## Problem details
According to the text on Burayevsky District, in what year was the district established?

## Text shown
^^^^^^^^

Population (2010 Census)
- • Total: 25,154
- • Estimate (2018): 21,892 (−13%)
- • Density: 13.8/km^{2} (35.8/sq mi)
- • Urban: 0%
- • Rural: 100%

Administrative structure
- • Administrative divisions: 13 Selsoviets
- • Inhabited localities: 95 rural localities

Municipal structure
- • Municipally incorporated as: Burayevsky Municipal District
- • Municipal divisions: 0 urban settlements, 13 rural settlements
- Time zone: UTC+5 (MSK+2 )
- OKTMO ID: 80618000
- Website: https://buraevo.bashkortostan.ru/

= Burayevsky District =

Burayevsky District (Бура́евский райо́н; Борай районы, Boray rayonı) is an administrative and municipal district (raion), one of the fifty-four in the Republic of Bashkortostan, Russia. It is located in the north of the republic and borders with Yanaulsky and Tatyshlinsky Districts in the north, Baltachevsky District in the east, Mishkinsky District in the southeast, Birsky District in the south, Dyurtyulinsky District in the south and southwest, and with Kaltasinsky District in the west. The district is 1820 km2. Its administrative center is in a rural locality (a selo) of Burayevo. As of the 2010 Census, the total population of the district was 25,154, with the population of Burayevo accounting for 37.9% of that number.

==History==
The district was established in 1930.

==Administrative and municipal status==
Within the framework of administrative divisions, Burayevsky District is one of the fifty-four in the Republic of Bashkortostan. The district is divided into thirteen selsoviets, comprising ninety-five rural localities. As a municipal division, the district is incorporated as Burayevsky Municipal District. Its thirteen selsoviets are incorporated as thirteen rural settlements within the municipal district. The selo of Burayevo serves as the administrative center of both the administrative and municipal district.

^^^^^^^^

## Stored data

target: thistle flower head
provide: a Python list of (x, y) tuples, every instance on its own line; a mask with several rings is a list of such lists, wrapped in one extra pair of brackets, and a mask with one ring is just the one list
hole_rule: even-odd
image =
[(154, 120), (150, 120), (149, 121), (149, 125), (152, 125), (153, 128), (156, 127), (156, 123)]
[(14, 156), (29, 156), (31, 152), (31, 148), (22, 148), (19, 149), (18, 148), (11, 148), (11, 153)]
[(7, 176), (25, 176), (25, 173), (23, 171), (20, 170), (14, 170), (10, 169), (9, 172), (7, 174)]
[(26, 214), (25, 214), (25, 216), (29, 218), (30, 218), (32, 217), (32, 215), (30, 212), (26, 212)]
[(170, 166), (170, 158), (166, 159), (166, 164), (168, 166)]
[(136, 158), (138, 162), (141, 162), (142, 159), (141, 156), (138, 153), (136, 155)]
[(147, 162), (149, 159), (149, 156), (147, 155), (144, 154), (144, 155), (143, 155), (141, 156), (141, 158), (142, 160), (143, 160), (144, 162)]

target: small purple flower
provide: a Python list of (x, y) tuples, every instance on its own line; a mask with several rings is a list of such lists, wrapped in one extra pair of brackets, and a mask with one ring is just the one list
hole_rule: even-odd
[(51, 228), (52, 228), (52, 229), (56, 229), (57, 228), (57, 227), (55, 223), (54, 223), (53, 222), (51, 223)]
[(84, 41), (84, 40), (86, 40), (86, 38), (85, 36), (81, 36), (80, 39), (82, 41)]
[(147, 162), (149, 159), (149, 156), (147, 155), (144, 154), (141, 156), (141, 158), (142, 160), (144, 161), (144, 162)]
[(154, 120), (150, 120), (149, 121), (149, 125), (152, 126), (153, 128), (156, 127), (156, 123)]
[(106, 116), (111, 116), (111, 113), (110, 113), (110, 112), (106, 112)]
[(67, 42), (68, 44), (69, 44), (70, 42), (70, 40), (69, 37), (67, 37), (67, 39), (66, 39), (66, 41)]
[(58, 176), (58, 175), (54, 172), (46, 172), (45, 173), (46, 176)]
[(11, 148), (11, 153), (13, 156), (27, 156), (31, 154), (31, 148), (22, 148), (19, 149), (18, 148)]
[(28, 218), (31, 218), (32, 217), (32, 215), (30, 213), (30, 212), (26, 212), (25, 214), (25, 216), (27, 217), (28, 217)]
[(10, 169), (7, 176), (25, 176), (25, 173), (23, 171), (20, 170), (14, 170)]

^^^^^^^^

## Correct output
1930